The Life Factory In India, Surrogacy Has Become a Global Business

Part 3: A Challenge in Court

Nagadurga was three months' pregnant when her brother-in-law suddenly showed up at the clinic. Your husband, he said, has been in an accident. He was hit by a Jeep and was lying, unconscious and bleeding, on the street, and now he is in the hospital. The brother-in-law had come to get money for her husband's operation, and Nagadurga gave him everything she had: 30,000 rupees, her first payment, which she received after confirmation of the pregnancy. It was 20 percent of the total payment, payable after the critical ultrasound examination -- money in return for a heartbeat. Nagadurga wept and wept, and she stopped eating, until Dr. Rama Devi informed her that she was endangering the baby's life. She was told that it was her obligation to deliver the baby. She spoke with her husband by telephone every day, from her hospital bed to his, and when his condition improved he came to her.

**What you should do:**
Please say whether each statement agrees with the text on surrogacy in India, answering yes or no and quoting the deciding words from it: (a) Nagadurga gave her brother-in-law 30,000 rupees. (b) Her first payment was half of the total payment. (c) Her husband was hit by a bus.

**Listed entries:**

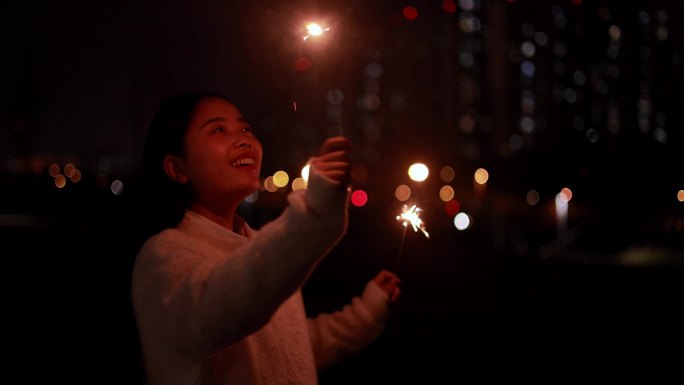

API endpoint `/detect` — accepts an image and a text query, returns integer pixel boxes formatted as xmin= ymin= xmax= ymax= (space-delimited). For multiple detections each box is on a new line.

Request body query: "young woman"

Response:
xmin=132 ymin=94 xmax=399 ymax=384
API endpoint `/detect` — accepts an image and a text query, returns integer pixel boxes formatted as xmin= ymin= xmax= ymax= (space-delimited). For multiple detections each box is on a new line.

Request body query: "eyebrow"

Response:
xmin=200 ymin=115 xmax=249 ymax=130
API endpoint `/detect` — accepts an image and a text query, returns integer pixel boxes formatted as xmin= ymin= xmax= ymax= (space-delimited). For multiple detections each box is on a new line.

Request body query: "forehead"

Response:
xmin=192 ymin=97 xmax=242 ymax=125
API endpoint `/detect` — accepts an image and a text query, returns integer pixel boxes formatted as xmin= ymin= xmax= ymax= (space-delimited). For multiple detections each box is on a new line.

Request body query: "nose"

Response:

**The completed task:**
(a) Yes: "Nagadurga gave him everything she had: 30,000 rupees, her first payment"
(b) No: "It was 20 percent of the total payment"
(c) No: "He was hit by a Jeep"